*Task requirements:* Pick out and copy each line in the records below that contains the word "seated". Treat uppercase and lowercase as different.

(Items from a dataset)
::::
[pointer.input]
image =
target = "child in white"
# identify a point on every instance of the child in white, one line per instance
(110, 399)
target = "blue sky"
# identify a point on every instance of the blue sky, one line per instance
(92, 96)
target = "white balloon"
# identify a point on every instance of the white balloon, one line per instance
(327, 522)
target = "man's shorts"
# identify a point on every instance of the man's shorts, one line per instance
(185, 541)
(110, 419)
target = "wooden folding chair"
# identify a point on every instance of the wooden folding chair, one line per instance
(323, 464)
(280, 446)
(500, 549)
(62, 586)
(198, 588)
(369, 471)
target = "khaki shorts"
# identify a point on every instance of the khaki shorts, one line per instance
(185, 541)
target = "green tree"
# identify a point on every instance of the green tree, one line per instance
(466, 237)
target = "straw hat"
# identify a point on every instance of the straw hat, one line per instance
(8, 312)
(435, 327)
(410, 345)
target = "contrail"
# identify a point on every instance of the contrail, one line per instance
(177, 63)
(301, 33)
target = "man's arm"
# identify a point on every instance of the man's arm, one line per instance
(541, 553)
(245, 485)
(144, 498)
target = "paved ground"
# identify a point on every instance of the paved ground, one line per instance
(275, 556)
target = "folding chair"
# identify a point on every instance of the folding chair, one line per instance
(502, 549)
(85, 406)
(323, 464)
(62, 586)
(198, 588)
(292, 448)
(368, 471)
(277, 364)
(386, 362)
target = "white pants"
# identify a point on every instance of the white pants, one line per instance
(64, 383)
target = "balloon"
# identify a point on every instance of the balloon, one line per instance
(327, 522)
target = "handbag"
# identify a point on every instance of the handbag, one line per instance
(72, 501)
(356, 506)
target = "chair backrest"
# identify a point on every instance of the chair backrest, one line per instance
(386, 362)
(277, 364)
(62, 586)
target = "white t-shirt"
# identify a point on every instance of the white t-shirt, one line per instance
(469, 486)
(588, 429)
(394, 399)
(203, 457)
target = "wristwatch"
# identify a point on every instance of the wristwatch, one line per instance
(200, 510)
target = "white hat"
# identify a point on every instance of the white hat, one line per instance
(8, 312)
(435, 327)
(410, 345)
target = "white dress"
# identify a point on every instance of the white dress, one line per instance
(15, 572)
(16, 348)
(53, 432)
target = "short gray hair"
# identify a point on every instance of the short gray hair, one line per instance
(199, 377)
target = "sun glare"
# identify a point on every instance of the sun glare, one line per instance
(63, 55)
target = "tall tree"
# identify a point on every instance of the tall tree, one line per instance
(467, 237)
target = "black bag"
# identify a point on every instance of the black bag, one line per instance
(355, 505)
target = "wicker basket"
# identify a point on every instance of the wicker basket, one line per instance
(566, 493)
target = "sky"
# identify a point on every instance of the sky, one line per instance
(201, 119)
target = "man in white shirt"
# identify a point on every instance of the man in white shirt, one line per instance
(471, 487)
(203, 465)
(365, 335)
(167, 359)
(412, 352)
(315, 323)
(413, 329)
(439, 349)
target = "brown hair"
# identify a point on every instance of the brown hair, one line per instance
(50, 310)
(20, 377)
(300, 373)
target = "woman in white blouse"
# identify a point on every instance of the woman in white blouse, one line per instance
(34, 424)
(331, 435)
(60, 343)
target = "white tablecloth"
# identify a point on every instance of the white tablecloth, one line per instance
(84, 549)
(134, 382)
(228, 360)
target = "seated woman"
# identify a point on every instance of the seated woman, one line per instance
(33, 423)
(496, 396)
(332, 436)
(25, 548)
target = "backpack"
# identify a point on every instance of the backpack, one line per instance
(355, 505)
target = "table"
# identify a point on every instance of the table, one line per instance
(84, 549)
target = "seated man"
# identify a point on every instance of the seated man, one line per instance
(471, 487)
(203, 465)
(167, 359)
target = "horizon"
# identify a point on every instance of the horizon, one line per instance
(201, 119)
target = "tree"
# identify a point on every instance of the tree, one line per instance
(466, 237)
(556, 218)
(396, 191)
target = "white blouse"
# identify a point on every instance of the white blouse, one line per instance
::::
*Full output:*
target = "seated woman"
# identify a point on every instance of the seated woman, one line per instance
target = "seated man"
# identify a point on every instance of the seated man, one line per instance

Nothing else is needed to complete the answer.